= TASK TO CARRY OUT =
Print all of the data exactly, with no line missing.

= DATASET EXTRACT =
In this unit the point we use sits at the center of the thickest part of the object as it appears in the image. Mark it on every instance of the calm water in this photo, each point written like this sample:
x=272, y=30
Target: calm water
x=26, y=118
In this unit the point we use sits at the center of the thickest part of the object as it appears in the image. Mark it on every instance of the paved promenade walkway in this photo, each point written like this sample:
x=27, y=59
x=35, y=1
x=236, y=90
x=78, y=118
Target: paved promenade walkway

= RESPONSE =
In this unit the point we use sits at the center of the thickest part of the object as it appears in the image. Mark it on every instance of the calm water in this photo, each point written like this sample:
x=272, y=30
Target: calm water
x=26, y=118
In this unit the point we use sits at the center of the thickest part of the object as it appears in the image. Mark it on every instance of the paved promenade walkway in this photo, each point written like this sample:
x=27, y=59
x=35, y=1
x=236, y=90
x=78, y=118
Target: paved promenade walkway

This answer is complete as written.